WHAT IS NEEDED: Could you render the records below as a JSON list of strings, one string per line with blank lines omitted, starting at the line that contains "Game engine object recognition — detect sky" and ending at the line that contains "614, 437, 774, 495", both included?

RECORDS:
>> Begin
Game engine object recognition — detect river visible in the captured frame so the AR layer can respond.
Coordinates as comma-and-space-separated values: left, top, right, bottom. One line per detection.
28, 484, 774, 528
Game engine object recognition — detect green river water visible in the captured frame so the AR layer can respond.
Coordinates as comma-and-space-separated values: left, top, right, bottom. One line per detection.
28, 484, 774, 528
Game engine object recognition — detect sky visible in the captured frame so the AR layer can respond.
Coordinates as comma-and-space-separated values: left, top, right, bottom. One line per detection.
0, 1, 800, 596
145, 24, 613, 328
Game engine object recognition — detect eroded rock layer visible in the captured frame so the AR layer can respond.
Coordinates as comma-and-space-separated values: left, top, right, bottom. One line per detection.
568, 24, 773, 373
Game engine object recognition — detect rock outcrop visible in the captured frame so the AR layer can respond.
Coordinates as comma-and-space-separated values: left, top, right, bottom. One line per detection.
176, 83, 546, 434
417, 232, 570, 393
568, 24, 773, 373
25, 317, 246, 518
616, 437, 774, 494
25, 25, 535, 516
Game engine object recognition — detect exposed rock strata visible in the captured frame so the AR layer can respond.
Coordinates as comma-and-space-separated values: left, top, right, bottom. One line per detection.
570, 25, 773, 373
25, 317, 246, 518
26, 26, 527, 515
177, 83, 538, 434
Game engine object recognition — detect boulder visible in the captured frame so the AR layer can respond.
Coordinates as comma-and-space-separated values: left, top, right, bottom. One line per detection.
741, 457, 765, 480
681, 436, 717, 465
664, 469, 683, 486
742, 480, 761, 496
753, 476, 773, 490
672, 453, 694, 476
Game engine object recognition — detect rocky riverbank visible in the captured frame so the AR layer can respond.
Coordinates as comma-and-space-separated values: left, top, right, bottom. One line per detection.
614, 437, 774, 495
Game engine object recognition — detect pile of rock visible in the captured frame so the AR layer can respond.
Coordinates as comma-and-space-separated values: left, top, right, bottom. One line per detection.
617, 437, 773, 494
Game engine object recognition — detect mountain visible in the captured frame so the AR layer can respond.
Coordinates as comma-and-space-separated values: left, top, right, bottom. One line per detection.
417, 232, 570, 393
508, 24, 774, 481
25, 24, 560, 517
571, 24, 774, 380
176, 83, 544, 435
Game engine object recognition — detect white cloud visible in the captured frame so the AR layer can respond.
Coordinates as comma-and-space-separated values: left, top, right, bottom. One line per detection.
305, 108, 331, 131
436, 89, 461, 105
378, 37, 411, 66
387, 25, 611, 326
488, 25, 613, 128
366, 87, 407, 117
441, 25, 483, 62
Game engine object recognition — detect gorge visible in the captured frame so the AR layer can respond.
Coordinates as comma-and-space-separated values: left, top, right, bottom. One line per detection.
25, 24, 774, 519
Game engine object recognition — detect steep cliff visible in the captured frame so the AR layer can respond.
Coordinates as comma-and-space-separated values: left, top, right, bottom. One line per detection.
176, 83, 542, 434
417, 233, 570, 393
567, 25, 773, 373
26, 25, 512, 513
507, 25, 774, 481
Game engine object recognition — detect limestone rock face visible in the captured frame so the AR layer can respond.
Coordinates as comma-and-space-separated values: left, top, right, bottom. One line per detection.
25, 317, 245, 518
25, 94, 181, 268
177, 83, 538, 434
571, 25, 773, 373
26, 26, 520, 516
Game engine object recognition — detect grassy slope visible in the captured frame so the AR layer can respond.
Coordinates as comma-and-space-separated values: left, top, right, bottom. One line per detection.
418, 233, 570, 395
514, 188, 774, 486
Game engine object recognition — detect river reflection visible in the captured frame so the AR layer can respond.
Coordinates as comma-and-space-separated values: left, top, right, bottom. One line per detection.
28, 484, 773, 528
>> End
REPLY:
[
  "Game engine object recognition — detect sky visible in the captured frame so the AR layer can respond.",
  "Coordinates as comma-and-space-separated values: left, top, right, bottom. One line per detection.",
  "0, 1, 800, 596",
  "145, 24, 613, 328",
  "Game engine object recognition — detect eroded rock layer visible in the captured frame so the AR layer can respond.",
  "Coordinates as comma-and-space-separated values: left, top, right, bottom. One line per detection.",
  "568, 24, 773, 373",
  "Game engine object recognition — detect rock outcrop visible in the captured frame so the AR layer can respond.",
  "Coordinates as comma-and-space-separated values: left, top, right, bottom. One line per detection.",
  "176, 83, 546, 434",
  "417, 232, 570, 393",
  "568, 24, 773, 373",
  "25, 317, 246, 518",
  "616, 437, 774, 494",
  "25, 25, 535, 516",
  "Game engine object recognition — detect exposed rock strata visible in the captured frame so the AR layer can respond.",
  "Coordinates as comma-and-space-separated values: left, top, right, bottom. One line per detection.",
  "570, 25, 773, 373",
  "25, 317, 246, 518",
  "26, 26, 527, 515",
  "177, 83, 538, 434",
  "Game engine object recognition — detect boulder visible in the captured frame so the AR layer can respond.",
  "Coordinates as comma-and-space-separated values: left, top, right, bottom. One line per detection.",
  "741, 457, 765, 480",
  "681, 436, 717, 465",
  "664, 469, 683, 486",
  "742, 480, 761, 496",
  "753, 476, 773, 490",
  "672, 453, 694, 476",
  "Game engine object recognition — detect rocky riverbank visible in the captured frame so the AR layer can respond.",
  "Coordinates as comma-and-space-separated values: left, top, right, bottom. One line per detection.",
  "614, 437, 774, 495"
]